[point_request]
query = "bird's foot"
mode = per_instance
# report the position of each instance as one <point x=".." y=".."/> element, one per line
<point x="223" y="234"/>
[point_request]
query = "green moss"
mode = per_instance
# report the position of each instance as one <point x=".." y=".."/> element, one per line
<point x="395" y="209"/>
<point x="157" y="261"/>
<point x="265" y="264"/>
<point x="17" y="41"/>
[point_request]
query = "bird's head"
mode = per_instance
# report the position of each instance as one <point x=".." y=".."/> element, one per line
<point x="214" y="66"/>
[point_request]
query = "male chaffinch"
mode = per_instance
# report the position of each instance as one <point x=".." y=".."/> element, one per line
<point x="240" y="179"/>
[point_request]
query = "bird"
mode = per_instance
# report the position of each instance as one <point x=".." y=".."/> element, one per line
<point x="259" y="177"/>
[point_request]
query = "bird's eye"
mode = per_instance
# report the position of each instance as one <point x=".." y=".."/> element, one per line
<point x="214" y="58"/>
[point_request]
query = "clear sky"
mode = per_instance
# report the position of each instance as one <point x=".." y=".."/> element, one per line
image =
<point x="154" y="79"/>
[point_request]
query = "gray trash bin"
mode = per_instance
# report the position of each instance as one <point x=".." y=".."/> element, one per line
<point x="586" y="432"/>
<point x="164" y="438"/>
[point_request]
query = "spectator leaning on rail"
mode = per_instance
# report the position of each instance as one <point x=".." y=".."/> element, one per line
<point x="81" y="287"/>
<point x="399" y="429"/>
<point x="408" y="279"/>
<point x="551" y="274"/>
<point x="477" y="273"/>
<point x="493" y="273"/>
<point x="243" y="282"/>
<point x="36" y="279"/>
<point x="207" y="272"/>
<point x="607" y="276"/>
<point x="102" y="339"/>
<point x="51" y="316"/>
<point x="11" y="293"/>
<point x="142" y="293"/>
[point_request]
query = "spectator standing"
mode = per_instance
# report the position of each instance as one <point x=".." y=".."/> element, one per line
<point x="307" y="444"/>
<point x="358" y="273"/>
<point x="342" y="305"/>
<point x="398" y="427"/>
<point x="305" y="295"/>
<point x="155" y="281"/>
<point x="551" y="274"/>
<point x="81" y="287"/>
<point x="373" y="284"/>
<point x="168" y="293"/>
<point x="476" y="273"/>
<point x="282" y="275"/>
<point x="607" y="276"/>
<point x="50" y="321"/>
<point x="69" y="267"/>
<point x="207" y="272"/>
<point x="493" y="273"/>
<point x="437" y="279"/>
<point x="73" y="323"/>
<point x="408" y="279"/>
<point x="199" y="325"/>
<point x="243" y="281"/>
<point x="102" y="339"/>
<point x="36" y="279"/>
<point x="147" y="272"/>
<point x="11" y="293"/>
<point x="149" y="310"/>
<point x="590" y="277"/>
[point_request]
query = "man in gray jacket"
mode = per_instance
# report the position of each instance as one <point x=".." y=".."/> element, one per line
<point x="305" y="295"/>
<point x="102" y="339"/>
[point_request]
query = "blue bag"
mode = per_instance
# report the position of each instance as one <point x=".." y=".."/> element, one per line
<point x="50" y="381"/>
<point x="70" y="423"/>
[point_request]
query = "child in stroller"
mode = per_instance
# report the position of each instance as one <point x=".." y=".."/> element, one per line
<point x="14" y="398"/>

################

Stated problem ▸
Repeat each record exactly. Omit nothing.

Task solution ▸
[point_request]
query = "bird's foot"
mode = per_instance
# report the position of each instance as one <point x=".." y=".."/> element, one per line
<point x="223" y="234"/>
[point_request]
query = "green moss"
mode = per_instance
# report the position of each instance as one <point x=".." y=".."/> element, one per line
<point x="395" y="209"/>
<point x="157" y="261"/>
<point x="265" y="264"/>
<point x="17" y="41"/>
[point_request]
query = "bird's head"
mode = per_instance
# report the position of each instance as one <point x=".." y=".."/> element, one per line
<point x="214" y="66"/>
[point_request]
query = "male chaffinch"
mode = per_instance
# report the position of each instance as one <point x=".." y=".."/> element, one per line
<point x="240" y="179"/>
[point_request]
query = "bird"
mode = per_instance
# report the position of each instance as one <point x=".." y=".."/> element, one per line
<point x="259" y="177"/>
[point_request]
query = "bird's eye"
mode = per_instance
# report the position of each instance as one <point x=".." y=".."/> element, one per line
<point x="214" y="58"/>
[point_request]
query = "clear sky"
mode = per_instance
# report the position of each instance as one <point x=".." y=".."/> element, one per line
image =
<point x="154" y="79"/>
[point_request]
query = "gray trash bin"
mode = per_instance
# report the position of each instance as one <point x=".." y=".."/> element, one per line
<point x="586" y="432"/>
<point x="164" y="438"/>
[point_request]
query = "spectator leaning on rail"
mode = per_instance
# report the position of each instance as one <point x=".." y=".."/> element, one per line
<point x="81" y="287"/>
<point x="399" y="429"/>
<point x="408" y="279"/>
<point x="551" y="274"/>
<point x="477" y="273"/>
<point x="493" y="273"/>
<point x="243" y="282"/>
<point x="36" y="279"/>
<point x="207" y="272"/>
<point x="607" y="276"/>
<point x="102" y="339"/>
<point x="51" y="316"/>
<point x="11" y="293"/>
<point x="142" y="293"/>
[point_request]
query = "spectator standing"
mode = per_instance
# report the position of each instance as one <point x=".." y=".."/> element, one per line
<point x="307" y="444"/>
<point x="358" y="273"/>
<point x="342" y="305"/>
<point x="398" y="427"/>
<point x="305" y="295"/>
<point x="155" y="281"/>
<point x="551" y="274"/>
<point x="81" y="287"/>
<point x="373" y="284"/>
<point x="168" y="293"/>
<point x="476" y="273"/>
<point x="282" y="275"/>
<point x="607" y="276"/>
<point x="50" y="321"/>
<point x="69" y="267"/>
<point x="207" y="272"/>
<point x="493" y="273"/>
<point x="437" y="279"/>
<point x="73" y="323"/>
<point x="408" y="279"/>
<point x="199" y="325"/>
<point x="243" y="281"/>
<point x="102" y="339"/>
<point x="36" y="279"/>
<point x="147" y="272"/>
<point x="11" y="293"/>
<point x="149" y="310"/>
<point x="590" y="277"/>
[point_request]
query = "man in gray jacket"
mode = per_instance
# report the position of each instance as one <point x=".." y=".."/> element, one per line
<point x="305" y="295"/>
<point x="102" y="339"/>
[point_request]
query = "blue bag"
mode = per_instance
# report the position of each instance as one <point x=".." y=".."/> element, one per line
<point x="50" y="381"/>
<point x="70" y="423"/>
[point_request]
query = "child in stroller"
mode = per_instance
# report the position of each instance as one <point x=".." y=".."/> element, one per line
<point x="14" y="398"/>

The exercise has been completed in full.